◆ Задание: Представьте в виде таблицы Markdown со столбцами «Номер» и «Строка» строки записей между строкой, содержащей «Would you be able to mark the blue ocean», и строкой, содержащей «(1097, 473)», включительно. Пустые строки не включайте.

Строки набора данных
....

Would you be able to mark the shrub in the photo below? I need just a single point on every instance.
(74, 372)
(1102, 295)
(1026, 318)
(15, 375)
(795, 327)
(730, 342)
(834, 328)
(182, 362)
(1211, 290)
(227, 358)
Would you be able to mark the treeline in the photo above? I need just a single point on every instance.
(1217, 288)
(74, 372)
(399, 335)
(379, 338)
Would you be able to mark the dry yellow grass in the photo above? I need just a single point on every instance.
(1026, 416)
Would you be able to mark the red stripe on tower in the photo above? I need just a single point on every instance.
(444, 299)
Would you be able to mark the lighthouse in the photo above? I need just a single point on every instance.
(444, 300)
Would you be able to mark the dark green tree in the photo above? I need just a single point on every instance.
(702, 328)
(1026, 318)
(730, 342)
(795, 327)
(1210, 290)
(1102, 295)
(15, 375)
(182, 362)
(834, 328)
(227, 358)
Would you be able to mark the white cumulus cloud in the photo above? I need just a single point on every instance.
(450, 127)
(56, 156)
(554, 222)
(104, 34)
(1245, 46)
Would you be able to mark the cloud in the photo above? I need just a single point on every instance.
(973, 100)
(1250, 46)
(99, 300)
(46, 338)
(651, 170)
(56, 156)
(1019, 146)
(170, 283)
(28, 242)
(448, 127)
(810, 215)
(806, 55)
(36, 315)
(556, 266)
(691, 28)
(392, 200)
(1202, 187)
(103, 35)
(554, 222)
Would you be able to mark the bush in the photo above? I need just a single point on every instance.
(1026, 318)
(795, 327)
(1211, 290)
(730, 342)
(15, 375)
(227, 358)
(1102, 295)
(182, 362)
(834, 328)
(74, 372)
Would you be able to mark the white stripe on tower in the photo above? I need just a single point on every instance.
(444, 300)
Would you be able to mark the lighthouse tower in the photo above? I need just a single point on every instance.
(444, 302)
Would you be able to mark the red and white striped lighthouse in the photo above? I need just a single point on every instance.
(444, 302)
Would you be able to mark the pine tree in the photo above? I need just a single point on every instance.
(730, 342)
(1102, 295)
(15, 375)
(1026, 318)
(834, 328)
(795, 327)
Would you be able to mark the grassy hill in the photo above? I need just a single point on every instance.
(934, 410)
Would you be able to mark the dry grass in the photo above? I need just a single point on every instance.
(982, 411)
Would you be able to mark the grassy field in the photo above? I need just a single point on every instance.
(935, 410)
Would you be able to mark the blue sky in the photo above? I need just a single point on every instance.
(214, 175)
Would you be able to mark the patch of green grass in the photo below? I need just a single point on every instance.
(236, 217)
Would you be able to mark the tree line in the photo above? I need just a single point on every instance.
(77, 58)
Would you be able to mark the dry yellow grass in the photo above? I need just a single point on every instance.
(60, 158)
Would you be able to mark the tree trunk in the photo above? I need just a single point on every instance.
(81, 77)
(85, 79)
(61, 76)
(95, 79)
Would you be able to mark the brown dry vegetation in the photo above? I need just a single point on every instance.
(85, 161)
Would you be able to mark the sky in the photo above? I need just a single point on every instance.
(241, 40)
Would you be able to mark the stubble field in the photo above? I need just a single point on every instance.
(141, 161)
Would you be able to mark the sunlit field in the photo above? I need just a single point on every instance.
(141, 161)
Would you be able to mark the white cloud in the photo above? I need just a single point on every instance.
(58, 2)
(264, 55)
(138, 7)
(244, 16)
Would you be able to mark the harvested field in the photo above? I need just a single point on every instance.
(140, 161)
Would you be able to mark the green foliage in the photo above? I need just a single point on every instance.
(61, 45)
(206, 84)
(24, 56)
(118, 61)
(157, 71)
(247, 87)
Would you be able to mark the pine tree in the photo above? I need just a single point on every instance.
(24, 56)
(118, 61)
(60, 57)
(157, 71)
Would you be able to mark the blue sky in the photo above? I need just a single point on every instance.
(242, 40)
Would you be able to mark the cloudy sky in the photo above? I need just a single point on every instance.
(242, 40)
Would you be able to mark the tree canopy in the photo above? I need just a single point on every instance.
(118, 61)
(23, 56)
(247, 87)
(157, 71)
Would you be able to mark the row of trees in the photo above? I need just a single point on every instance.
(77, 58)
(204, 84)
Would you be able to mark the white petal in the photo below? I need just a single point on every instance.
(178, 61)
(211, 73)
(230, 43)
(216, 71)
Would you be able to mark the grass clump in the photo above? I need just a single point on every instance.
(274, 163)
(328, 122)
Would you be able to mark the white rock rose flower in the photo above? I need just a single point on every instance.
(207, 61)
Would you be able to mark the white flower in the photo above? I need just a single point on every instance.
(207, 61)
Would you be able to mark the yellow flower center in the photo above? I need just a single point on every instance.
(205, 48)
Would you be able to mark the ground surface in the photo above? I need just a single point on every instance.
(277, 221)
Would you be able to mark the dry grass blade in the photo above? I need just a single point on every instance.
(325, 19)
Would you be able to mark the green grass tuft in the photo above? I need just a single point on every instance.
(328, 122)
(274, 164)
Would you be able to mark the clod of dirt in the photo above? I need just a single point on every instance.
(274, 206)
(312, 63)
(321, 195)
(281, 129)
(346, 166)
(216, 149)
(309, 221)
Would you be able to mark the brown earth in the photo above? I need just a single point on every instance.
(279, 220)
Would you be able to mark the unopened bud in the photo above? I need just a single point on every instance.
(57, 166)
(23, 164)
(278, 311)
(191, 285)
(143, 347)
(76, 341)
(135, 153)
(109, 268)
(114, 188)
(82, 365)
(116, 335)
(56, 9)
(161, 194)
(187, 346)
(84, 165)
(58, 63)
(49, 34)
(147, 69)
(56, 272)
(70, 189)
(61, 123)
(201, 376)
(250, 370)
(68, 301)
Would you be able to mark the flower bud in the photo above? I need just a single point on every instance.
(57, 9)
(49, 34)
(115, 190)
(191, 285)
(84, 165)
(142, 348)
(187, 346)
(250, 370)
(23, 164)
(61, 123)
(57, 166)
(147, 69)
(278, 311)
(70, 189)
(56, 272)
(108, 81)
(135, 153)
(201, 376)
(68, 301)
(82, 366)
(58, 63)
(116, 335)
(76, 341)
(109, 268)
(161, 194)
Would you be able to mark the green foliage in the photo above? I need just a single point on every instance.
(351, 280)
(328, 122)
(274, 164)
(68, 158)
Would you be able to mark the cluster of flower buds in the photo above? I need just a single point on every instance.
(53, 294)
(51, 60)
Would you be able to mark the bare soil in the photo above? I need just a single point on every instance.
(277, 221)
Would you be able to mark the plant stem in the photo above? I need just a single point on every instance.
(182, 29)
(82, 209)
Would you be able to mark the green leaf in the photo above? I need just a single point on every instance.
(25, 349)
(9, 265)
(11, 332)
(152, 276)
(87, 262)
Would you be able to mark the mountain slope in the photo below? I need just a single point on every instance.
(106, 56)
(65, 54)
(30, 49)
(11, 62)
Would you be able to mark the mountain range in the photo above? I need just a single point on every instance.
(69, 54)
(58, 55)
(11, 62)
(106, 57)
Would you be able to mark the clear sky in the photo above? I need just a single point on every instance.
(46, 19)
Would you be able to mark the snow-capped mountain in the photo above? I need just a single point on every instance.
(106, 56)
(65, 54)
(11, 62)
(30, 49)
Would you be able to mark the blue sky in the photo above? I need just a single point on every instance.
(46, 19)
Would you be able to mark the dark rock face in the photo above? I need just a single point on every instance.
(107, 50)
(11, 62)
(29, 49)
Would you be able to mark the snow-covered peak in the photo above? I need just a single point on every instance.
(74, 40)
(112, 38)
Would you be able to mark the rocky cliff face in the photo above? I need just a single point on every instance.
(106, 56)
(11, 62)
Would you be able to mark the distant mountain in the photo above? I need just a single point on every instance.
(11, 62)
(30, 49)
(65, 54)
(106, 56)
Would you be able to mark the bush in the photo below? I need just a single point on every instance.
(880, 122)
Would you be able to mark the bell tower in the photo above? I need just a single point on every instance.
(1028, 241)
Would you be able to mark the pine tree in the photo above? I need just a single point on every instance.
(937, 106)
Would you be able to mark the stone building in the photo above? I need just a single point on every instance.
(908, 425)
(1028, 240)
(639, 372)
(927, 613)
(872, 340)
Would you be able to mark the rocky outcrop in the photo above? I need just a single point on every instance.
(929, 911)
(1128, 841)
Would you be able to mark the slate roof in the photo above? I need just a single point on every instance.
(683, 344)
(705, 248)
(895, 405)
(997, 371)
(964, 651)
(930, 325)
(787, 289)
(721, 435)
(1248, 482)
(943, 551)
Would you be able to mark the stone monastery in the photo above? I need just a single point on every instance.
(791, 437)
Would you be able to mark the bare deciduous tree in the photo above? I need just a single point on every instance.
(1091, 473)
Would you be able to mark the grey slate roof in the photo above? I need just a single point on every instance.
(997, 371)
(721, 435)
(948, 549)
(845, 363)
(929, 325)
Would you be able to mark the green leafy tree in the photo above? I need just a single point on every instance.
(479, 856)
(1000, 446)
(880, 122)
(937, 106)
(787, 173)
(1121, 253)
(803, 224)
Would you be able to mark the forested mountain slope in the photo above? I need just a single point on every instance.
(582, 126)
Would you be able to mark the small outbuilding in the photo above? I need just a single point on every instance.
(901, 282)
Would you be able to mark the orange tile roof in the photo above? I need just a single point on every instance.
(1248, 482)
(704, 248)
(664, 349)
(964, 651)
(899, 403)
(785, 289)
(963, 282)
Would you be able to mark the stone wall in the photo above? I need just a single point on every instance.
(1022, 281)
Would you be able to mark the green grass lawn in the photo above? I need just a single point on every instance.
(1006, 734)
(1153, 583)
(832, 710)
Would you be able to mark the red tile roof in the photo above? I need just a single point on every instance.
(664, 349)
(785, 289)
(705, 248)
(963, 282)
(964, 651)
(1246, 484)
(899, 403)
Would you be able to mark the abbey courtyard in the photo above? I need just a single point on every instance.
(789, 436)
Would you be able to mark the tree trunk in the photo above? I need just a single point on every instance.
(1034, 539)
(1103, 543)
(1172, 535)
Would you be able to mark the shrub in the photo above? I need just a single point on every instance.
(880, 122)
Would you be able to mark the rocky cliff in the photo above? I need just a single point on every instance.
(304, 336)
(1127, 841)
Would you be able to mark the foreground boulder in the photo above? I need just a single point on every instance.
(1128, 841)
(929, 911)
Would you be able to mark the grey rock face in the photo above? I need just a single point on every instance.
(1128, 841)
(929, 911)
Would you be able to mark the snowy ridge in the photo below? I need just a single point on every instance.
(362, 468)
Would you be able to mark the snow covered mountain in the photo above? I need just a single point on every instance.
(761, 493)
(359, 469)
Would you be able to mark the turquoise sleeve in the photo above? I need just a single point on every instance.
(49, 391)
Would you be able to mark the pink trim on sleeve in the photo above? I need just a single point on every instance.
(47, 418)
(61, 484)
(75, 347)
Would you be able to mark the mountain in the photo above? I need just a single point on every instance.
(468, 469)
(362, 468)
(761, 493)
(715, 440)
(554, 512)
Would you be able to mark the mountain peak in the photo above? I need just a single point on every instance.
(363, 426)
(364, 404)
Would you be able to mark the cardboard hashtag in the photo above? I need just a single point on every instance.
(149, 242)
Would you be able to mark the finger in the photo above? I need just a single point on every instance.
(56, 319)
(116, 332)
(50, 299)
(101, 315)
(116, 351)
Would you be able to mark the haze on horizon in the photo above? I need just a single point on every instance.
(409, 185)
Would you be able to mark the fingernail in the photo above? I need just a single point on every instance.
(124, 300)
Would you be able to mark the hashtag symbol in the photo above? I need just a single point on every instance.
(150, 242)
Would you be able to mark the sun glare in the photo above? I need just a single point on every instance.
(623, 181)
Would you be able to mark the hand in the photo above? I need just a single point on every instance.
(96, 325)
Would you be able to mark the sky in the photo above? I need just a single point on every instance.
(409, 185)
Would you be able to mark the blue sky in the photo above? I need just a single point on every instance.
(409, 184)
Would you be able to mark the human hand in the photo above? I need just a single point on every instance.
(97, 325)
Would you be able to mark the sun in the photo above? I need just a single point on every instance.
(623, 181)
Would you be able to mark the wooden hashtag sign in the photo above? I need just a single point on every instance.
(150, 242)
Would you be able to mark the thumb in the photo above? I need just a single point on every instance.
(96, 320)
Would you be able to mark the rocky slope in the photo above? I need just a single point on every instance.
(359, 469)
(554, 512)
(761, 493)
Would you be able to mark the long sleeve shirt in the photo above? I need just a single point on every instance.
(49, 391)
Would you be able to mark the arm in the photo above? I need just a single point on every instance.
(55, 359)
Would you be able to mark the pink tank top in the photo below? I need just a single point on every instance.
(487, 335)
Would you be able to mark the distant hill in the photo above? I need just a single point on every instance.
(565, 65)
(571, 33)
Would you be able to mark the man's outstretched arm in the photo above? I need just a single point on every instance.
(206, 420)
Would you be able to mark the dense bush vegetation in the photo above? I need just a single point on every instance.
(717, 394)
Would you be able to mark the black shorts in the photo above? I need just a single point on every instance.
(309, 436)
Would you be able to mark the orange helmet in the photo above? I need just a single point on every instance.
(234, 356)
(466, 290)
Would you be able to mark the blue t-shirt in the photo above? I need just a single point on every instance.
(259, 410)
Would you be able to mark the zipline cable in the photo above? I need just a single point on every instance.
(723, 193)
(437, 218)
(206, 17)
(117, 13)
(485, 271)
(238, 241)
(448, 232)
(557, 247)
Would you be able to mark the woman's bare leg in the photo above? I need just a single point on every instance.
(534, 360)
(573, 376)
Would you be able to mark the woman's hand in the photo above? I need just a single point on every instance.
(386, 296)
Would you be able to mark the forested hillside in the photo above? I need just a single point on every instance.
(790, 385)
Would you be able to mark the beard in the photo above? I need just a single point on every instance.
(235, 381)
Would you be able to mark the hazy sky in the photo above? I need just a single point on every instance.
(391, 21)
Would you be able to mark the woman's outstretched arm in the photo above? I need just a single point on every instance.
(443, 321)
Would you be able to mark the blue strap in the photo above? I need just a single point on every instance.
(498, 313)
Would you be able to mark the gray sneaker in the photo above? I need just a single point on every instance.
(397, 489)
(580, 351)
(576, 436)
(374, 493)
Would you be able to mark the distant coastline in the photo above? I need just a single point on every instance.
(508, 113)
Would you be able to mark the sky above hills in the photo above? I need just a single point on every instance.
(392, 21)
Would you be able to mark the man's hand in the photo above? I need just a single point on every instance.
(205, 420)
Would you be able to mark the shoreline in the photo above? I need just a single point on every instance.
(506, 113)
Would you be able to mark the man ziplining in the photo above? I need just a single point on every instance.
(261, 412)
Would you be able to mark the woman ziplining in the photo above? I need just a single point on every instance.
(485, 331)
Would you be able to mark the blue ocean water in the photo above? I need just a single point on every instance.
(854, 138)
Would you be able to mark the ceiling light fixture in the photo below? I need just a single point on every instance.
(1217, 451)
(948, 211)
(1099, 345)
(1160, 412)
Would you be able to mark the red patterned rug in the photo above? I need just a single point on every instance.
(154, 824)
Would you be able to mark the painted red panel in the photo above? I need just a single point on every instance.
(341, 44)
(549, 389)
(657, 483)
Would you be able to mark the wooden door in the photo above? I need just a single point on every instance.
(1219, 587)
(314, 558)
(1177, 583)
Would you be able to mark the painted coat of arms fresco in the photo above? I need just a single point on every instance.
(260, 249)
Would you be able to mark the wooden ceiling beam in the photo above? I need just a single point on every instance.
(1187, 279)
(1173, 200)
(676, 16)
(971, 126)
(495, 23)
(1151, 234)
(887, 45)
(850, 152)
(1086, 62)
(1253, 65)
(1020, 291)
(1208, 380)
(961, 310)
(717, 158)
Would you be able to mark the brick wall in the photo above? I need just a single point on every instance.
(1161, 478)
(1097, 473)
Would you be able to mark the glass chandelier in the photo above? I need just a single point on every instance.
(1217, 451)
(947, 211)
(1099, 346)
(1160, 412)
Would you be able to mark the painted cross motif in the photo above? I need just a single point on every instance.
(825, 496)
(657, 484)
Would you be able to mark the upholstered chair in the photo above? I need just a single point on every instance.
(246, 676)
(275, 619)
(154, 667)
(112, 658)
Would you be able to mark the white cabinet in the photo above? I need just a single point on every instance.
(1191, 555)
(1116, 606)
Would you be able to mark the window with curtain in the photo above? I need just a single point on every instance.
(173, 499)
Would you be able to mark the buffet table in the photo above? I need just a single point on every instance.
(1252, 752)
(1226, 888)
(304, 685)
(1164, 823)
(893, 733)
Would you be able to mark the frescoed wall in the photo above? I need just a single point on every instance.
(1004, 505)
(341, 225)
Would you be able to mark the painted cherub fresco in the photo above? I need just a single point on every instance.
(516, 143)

....

◆ Решение:
| Номер | Строка |
|---|---|
| 1 | Would you be able to mark the blue ocean water in the photo above? I need just a single point on every instance. |
| 2 | (854, 138) |
| 3 | Would you be able to mark the ceiling light fixture in the photo below? I need just a single point on every instance. |
| 4 | (1217, 451) |
| 5 | (948, 211) |
| 6 | (1099, 345) |
| 7 | (1160, 412) |
| 8 | Would you be able to mark the red patterned rug in the photo above? I need just a single point on every instance. |
| 9 | (154, 824) |
| 10 | Would you be able to mark the painted red panel in the photo above? I need just a single point on every instance. |
| 11 | (341, 44) |
| 12 | (549, 389) |
| 13 | (657, 483) |
| 14 | Would you be able to mark the wooden door in the photo above? I need just a single point on every instance. |
| 15 | (1219, 587) |
| 16 | (314, 558) |
| 17 | (1177, 583) |
| 18 | Would you be able to mark the painted coat of arms fresco in the photo above? I need just a single point on every instance. |
| 19 | (260, 249) |
| 20 | Would you be able to mark the wooden ceiling beam in the photo above? I need just a single point on every instance. |
| 21 | (1187, 279) |
| 22 | (1173, 200) |
| 23 | (676, 16) |
| 24 | (971, 126) |
| 25 | (495, 23) |
| 26 | (1151, 234) |
| 27 | (887, 45) |
| 28 | (850, 152) |
| 29 | (1086, 62) |
| 30 | (1253, 65) |
| 31 | (1020, 291) |
| 32 | (1208, 380) |
| 33 | (961, 310) |
| 34 | (717, 158) |
| 35 | Would you be able to mark the brick wall in the photo above? I need just a single point on every instance. |
| 36 | (1161, 478) |
| 37 | (1097, 473) |